[Data]
-- Opening Marker --
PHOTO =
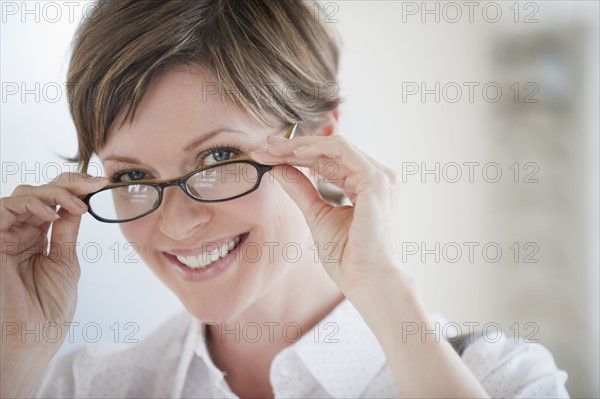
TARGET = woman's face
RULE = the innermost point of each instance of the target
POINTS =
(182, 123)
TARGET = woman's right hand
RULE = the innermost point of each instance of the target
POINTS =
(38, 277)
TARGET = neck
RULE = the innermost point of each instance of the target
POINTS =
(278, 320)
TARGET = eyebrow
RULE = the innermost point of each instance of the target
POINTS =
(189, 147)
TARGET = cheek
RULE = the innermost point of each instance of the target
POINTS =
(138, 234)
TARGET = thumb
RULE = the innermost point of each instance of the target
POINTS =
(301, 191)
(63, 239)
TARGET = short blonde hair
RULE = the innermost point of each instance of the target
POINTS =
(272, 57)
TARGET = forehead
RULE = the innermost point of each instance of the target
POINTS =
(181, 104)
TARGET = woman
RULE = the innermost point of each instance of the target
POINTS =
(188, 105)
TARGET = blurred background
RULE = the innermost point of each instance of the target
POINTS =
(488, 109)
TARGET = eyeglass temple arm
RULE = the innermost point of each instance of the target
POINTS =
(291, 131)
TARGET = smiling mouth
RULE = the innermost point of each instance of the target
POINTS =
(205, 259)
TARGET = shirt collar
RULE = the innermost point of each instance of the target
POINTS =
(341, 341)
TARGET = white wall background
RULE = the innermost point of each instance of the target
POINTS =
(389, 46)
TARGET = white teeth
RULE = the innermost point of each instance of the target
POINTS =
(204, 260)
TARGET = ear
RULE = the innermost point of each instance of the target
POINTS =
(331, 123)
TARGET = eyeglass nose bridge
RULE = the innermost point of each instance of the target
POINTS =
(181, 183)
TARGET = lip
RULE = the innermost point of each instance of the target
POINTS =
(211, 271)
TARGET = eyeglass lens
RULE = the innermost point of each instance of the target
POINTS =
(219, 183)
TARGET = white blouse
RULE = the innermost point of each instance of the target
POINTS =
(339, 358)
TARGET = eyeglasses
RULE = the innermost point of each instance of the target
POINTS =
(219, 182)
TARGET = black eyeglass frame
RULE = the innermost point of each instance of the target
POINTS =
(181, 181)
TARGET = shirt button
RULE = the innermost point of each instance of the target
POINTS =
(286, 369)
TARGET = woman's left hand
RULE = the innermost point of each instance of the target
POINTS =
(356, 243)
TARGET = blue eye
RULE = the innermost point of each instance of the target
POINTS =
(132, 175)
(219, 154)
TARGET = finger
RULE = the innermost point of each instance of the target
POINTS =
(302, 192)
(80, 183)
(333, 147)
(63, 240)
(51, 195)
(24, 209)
-- Closing Marker --
-- Opening Marker --
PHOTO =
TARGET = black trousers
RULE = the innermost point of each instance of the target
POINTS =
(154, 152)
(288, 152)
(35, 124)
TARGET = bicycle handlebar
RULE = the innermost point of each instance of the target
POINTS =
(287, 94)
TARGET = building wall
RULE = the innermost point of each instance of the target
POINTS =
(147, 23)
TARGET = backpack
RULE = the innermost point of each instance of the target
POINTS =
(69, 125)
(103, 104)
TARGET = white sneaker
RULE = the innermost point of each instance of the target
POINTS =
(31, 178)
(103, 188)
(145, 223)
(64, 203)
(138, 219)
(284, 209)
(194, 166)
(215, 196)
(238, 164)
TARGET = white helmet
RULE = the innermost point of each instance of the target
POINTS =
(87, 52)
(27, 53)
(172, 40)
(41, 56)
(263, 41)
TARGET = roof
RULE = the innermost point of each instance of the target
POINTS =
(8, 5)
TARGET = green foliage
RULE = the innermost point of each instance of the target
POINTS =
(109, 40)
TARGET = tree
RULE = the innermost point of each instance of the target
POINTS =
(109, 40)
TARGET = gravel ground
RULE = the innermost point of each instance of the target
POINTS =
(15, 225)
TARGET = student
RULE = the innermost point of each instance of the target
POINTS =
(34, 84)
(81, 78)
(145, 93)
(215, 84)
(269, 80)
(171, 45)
-- Closing Marker --
[Exercise instructions] Copy every line of the listing that includes the string "shirt".

[Task solution]
TARGET = shirt collar
TARGET = shirt button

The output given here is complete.